REQUIREMENT
Convert the rows from the line containing "get_box(short sleeve)" through the line containing "get_box(black smartphone)", both included, into a numbered list with blank lines omitted.

---------- MATERIAL FOR THIS TASK ----------

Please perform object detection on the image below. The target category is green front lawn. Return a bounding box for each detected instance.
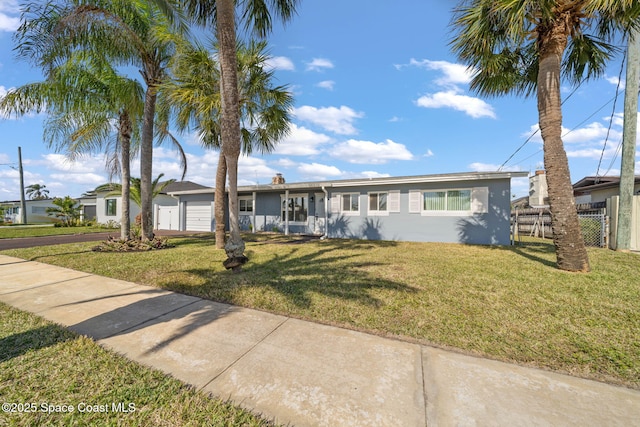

----------
---------- MATERIAL FOR THIS TASK ----------

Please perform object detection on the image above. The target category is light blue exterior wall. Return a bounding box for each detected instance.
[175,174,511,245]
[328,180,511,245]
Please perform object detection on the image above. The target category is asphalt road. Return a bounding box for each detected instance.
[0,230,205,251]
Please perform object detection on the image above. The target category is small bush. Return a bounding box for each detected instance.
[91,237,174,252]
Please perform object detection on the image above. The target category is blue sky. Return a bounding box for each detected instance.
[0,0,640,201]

----------
---------- MATERIAL FOR THIS TASK ----------

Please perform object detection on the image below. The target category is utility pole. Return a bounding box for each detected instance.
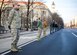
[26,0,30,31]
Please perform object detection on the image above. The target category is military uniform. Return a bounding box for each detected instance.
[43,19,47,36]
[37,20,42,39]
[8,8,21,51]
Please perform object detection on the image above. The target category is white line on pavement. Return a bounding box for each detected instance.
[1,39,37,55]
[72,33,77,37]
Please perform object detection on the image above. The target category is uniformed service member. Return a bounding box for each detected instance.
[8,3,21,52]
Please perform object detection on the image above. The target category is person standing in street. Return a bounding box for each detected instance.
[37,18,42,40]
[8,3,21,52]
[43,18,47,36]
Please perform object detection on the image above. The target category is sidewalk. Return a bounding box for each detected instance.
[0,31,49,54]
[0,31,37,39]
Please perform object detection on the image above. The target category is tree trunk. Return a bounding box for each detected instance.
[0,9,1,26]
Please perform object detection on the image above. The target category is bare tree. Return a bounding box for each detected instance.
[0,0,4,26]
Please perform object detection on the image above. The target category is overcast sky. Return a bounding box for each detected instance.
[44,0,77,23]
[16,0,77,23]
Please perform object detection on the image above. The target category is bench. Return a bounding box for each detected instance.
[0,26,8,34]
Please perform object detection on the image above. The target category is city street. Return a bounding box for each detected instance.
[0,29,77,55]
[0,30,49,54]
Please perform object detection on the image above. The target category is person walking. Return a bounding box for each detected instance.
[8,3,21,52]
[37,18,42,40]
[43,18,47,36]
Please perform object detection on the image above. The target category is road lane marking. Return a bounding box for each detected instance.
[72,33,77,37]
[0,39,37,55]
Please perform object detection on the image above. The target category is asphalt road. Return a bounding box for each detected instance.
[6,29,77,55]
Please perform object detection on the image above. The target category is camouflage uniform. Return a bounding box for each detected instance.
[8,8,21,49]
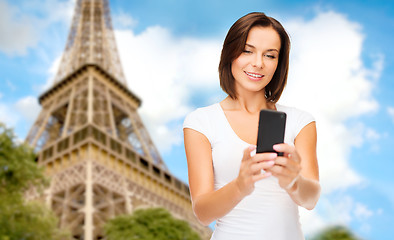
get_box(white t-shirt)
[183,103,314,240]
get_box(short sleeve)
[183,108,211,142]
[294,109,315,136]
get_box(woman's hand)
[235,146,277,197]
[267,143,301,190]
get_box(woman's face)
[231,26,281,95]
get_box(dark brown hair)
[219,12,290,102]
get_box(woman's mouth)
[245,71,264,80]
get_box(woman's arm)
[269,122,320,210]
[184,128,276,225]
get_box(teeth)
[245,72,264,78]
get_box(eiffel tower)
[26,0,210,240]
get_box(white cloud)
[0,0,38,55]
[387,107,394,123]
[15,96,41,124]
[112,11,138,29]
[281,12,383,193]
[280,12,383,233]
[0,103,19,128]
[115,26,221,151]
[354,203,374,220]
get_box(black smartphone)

----------

RESPONSE TO THE EXERCISE
1. get_box(short sleeve)
2. [183,108,211,142]
3. [294,109,315,136]
4. get_box(woman's hand)
5. [235,146,277,197]
6. [267,143,301,190]
7. get_box(woman's face)
8. [231,26,281,95]
9. get_box(dark brown hair)
10. [219,12,290,102]
11. get_box(woman's mouth)
12. [245,71,264,80]
13. get_box(woman's arm)
14. [269,122,320,210]
15. [184,128,276,225]
16. get_box(teeth)
17. [245,72,264,78]
18. get_box(eiffel tower)
19. [26,0,210,240]
20. get_box(white cloud)
21. [0,0,38,55]
22. [387,107,394,123]
23. [15,96,41,124]
24. [112,11,138,29]
25. [281,12,383,193]
26. [280,12,383,233]
27. [0,103,19,128]
28. [115,26,221,151]
29. [354,203,374,220]
30. get_box(black smartphone)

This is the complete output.